__TEXTO PARA LEITURA__:
◆ ◆ ◆ ◆ ◆ ◆ ◆

Lília Carvalho Finelli*
Notícias e mais notícias vêm
sendo publicadas quando se trata da terceirização. Dentro do âmbito jurídico,
já sabemos que o tema é complexo e o debate acirrado. Mas será que os motivos
para essa disputa são bem compreendidos por aqueles que serão os mais afetados
pelas decisões que estão sendo tomadas sobre o tema?
O próprio conceito de
terceirização é um pouco misterioso. Talvez quem o tenha melhor definido seja o
professor Márcio Túlio Viana, porque a vem distinguindo em duas formas bem
diferentes[1]. Em uma,
o trabalhador vira mercadoria. É alugado para prestar serviços dentro de uma
empresa, sem dela fazer parte. Na outra forma, a própria empresa é a terceira e
produz o que a principal irá utilizar.
Esses dois tipos de
terceirização são mesmo diferentes, mas suas consequências podem ser bem
próximas. Sem saber dessas diferenças, por vezes nos deparamos com argumentos
que confundem suas características. Assim, por um lado, bradam uns:
- “A terceirização é um mal,
ela diminui direitos do trabalhador porque o transforma em mercadoria. Por
isso, deve ser combatida.”
Por outro, se afirma:
- “Não! É muito boa, afinal, a
empresa não pode prestar tantos serviços assim. Tem que ter liberdade para
escolher o que quer produzir. O que não quiser, pede a outra empresa para
fazer.”

◆ ◆ ◆ ◆ ◆ ◆ ◆

__REGISTROS DE DADOS__:
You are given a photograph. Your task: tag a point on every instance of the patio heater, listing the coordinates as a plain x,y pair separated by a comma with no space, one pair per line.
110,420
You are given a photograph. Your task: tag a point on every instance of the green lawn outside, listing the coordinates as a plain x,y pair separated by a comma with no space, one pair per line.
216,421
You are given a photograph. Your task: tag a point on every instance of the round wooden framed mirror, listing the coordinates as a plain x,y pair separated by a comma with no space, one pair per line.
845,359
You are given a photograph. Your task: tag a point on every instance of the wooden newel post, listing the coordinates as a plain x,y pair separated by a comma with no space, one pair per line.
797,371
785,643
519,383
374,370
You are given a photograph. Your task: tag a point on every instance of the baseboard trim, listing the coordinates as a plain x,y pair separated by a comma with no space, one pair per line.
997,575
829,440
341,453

◆ ◆ ◆ ◆ ◆ ◆ ◆

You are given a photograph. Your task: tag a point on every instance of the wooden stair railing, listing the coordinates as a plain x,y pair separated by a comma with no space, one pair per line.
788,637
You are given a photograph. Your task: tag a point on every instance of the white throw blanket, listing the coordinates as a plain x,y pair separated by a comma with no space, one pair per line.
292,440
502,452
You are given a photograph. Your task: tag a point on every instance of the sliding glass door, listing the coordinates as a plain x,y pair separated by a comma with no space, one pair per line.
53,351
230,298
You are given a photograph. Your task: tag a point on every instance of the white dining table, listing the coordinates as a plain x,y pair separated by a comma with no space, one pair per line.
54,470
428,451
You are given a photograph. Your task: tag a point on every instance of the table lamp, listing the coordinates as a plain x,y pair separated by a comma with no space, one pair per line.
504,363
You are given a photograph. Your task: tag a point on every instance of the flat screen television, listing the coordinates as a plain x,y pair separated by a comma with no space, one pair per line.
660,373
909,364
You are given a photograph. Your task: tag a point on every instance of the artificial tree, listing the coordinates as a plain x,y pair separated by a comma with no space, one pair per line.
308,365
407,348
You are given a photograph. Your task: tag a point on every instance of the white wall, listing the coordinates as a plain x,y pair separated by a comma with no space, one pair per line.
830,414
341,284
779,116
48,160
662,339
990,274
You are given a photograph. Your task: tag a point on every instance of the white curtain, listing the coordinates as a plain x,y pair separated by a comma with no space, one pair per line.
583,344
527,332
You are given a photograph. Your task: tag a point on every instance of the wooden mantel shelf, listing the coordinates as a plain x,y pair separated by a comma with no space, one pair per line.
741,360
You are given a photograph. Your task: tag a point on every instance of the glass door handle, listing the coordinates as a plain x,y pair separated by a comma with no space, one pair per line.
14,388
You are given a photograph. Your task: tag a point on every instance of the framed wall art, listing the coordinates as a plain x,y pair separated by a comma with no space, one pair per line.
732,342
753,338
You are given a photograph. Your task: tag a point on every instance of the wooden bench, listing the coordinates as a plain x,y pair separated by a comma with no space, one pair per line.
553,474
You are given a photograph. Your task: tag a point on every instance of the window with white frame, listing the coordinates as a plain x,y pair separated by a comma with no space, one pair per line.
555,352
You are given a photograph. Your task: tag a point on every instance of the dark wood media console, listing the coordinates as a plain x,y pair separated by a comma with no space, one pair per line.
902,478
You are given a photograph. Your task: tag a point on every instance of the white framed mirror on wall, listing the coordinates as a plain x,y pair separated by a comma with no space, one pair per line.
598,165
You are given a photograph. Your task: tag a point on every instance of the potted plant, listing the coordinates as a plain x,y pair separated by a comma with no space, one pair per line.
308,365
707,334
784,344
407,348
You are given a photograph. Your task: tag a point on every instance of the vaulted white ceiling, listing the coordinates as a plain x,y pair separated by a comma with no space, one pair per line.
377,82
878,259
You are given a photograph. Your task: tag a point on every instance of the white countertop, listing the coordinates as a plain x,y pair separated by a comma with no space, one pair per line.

◆ ◆ ◆ ◆ ◆ ◆ ◆

__INSTRUÇÃO DADA__:
Transcreva do texto sobre terceirização o trecho que começa em “Lília Carvalho Finelli*” e termina em “sobre o tema?”. O material não guarda nenhuma relação com o texto sobre terceirização.

__RESPOSTA AO PROBLEMA__:
Lília Carvalho Finelli*
Notícias e mais notícias vêm
sendo publicadas quando se trata da terceirização. Dentro do âmbito jurídico,
já sabemos que o tema é complexo e o debate acirrado. Mas será que os motivos
para essa disputa são bem compreendidos por aqueles que serão os mais afetados
pelas decisões que estão sendo tomadas sobre o tema?